-------- Vorliegender Auszug --------

Blätter und Blüthen.


Eine republikanische Kaiserburg. (Mit Abbildung.) Trotzdem unsere Abbildung auf S. 395 von der malerischesten Seite aufgefaßt ist, würde sie die Blicke des Lesers nur vorübergehend auf sich ziehen, wenn die Unterschrift nicht wäre; das Wort hat diesmal mehr Bedeutung als das Bild.

Habsburg! Wer denkt dabei an ein altes Mauerwerk auf einem Schweizerberge? Ein Stück Weltgeschichte thürmt sich vor uns auf, ein in mehr als halbtausendjährigem Glanze strahlendes Herrschergeschlecht steht vor uns in Europas Mitte – wir glauben es kaum, daß aus der unbedeutenden Burg auf dem Wülpelsberge bei Brugg an der Aar die Dynastie hervorgekommen sei, welche ihr großes Donaureich über die Völkersplitter von den drei Hauptstämmen Europas ausbreitete; wir müssen den Eichbaum mit der Eichel vergleichen, um das für möglich zu halten. Dennoch haben beide, die Burg und das Haus Habsburg, Verwandtes insofern, als beide den Blick auf eine reiche Vergangenheit hinlenken.

--------

• Gestellte Aufgabe 1:
Zeige jede Zeile der Einträge unten, in der das Wort „green“ vorkommt.

-------- Vorliegende Daten --------

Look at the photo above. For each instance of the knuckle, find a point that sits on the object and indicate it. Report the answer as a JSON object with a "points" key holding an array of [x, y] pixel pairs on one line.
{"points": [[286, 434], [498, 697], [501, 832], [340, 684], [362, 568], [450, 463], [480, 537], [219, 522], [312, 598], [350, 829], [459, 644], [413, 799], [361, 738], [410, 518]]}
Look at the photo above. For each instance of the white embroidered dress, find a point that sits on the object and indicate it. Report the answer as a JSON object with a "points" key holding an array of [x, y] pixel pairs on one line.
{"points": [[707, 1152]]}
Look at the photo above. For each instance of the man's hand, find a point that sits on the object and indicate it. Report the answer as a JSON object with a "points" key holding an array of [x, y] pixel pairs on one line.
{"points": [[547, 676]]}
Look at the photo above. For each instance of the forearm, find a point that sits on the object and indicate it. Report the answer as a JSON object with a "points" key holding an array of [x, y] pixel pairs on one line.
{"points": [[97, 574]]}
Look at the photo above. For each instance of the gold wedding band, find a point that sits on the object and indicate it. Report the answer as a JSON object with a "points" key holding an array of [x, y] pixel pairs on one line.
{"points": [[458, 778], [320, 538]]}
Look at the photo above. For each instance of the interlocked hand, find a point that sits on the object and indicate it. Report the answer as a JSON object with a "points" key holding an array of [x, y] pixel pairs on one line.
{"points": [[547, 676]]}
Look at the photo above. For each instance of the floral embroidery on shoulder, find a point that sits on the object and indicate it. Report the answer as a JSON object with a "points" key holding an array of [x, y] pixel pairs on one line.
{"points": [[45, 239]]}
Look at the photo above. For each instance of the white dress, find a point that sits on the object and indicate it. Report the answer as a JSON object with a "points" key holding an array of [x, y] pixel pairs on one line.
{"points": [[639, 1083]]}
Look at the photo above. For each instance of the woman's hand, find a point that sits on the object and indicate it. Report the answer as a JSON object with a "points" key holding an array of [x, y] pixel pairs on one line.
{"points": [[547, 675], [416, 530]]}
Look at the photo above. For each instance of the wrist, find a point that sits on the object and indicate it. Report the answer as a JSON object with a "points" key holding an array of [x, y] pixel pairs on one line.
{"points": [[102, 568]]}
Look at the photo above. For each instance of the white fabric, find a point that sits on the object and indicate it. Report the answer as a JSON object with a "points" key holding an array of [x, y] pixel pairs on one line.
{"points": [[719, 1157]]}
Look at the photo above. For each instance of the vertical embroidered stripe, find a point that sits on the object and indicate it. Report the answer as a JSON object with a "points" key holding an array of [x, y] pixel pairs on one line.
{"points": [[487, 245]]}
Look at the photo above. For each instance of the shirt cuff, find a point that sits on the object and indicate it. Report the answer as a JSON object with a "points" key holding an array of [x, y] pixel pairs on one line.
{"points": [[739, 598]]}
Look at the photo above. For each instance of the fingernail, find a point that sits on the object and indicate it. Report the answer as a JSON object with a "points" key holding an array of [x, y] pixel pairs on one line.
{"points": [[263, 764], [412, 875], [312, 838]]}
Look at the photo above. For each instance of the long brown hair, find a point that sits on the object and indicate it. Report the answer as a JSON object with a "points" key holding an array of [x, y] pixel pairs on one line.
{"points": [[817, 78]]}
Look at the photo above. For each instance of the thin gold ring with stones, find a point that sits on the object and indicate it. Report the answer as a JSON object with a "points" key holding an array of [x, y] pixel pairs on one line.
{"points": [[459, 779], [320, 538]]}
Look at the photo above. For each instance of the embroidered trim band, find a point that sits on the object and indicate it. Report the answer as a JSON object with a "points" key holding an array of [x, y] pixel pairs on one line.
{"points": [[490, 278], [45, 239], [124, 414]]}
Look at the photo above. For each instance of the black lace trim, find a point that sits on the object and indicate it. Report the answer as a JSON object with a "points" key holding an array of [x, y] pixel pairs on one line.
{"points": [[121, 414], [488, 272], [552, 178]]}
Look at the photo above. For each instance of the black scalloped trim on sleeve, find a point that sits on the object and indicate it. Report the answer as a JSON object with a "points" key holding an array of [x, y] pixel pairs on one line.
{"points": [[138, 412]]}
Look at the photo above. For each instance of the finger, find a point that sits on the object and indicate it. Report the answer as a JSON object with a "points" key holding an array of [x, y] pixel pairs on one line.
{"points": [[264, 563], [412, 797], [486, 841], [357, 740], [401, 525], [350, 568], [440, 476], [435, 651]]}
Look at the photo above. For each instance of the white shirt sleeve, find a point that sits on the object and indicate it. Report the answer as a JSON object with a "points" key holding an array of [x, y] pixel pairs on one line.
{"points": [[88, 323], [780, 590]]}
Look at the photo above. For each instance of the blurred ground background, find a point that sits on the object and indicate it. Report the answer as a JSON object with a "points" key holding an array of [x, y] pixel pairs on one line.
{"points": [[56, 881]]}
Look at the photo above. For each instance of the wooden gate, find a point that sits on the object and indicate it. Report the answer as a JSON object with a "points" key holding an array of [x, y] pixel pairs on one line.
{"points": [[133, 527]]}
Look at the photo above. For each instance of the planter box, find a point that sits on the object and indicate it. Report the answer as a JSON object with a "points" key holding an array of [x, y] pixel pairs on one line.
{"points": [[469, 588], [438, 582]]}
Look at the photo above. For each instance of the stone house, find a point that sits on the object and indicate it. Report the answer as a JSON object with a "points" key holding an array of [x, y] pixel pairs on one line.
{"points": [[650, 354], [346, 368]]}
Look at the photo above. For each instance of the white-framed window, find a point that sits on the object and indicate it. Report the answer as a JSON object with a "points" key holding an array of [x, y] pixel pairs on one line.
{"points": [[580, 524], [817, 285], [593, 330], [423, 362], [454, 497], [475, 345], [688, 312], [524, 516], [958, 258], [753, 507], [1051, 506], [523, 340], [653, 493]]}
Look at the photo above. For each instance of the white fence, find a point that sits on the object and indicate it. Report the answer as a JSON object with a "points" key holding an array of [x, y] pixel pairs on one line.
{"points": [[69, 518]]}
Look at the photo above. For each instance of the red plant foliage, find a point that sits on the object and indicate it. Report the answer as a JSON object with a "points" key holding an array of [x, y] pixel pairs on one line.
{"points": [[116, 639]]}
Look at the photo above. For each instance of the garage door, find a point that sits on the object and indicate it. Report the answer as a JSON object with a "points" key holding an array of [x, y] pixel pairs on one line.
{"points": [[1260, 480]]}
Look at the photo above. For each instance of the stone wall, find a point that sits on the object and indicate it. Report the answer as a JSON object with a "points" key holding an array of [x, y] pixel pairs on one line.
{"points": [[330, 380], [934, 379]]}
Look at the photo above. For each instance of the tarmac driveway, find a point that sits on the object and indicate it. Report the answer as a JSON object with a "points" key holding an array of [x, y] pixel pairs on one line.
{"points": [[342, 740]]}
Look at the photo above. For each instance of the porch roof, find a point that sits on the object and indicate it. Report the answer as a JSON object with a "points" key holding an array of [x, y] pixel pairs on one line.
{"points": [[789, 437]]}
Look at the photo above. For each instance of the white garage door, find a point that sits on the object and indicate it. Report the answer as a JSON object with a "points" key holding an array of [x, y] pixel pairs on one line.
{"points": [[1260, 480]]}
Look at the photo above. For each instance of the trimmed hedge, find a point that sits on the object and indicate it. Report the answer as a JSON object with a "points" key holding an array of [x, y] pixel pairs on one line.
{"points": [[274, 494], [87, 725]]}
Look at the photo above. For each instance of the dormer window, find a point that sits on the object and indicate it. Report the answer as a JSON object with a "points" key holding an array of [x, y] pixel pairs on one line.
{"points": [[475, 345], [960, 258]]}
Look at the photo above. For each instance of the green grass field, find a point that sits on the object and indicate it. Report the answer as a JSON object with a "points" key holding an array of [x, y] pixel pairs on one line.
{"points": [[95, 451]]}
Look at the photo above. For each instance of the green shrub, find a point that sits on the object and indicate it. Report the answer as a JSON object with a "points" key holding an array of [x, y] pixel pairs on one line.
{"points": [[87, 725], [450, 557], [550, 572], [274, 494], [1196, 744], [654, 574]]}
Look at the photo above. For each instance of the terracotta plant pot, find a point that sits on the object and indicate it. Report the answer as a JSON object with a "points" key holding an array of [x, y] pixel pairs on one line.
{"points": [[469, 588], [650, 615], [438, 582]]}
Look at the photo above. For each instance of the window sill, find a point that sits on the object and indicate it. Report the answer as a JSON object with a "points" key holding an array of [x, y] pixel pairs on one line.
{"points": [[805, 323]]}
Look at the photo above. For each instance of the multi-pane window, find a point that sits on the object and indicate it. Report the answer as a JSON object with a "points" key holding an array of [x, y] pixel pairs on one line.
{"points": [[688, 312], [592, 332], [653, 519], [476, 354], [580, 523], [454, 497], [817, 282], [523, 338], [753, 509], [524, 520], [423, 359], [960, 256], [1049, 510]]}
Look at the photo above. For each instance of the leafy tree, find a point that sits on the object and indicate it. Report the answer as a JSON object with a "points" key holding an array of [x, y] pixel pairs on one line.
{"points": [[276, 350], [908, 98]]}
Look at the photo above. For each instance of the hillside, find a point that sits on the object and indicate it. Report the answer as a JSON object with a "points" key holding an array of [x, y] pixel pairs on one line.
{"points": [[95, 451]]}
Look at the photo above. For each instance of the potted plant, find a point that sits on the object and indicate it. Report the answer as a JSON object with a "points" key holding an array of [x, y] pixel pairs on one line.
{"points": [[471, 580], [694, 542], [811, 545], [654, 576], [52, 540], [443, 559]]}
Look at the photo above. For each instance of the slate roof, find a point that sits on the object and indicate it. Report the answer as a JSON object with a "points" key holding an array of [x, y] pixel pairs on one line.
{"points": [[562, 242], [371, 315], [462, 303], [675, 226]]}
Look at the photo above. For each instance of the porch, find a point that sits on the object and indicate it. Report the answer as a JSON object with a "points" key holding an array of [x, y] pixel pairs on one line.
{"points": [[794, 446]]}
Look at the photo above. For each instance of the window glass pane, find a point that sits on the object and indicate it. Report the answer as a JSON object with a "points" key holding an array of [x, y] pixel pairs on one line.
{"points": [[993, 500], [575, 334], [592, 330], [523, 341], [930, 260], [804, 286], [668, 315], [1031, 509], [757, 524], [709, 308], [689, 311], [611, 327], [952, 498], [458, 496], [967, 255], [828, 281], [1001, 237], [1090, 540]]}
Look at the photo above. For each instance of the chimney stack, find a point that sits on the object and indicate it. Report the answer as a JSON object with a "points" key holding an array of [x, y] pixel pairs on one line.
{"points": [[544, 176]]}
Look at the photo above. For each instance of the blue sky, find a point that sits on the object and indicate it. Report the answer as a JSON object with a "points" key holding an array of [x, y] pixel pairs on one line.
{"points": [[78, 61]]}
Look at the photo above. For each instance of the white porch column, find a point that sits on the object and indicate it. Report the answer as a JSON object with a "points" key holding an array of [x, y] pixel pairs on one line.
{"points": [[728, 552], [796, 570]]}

--------

• Gestellte Aufgabe 2:
Auf welchem Berg steht laut dem Auszug die Burg Habsburg?

• Ergebnis 1:
Look at the photo above. For each instance of the green grass field, find a point that sits on the object and indicate it. Report the answer as a JSON object with a "points" key holding an array of [x, y] pixel pairs on one line.
Look at the photo above. For each instance of the green shrub, find a point that sits on the object and indicate it. Report the answer as a JSON object with a "points" key holding an array of [x, y] pixel pairs on one line.

• Ergebnis 2:
Auf dem Wülpelsberge bei Brugg an der Aar.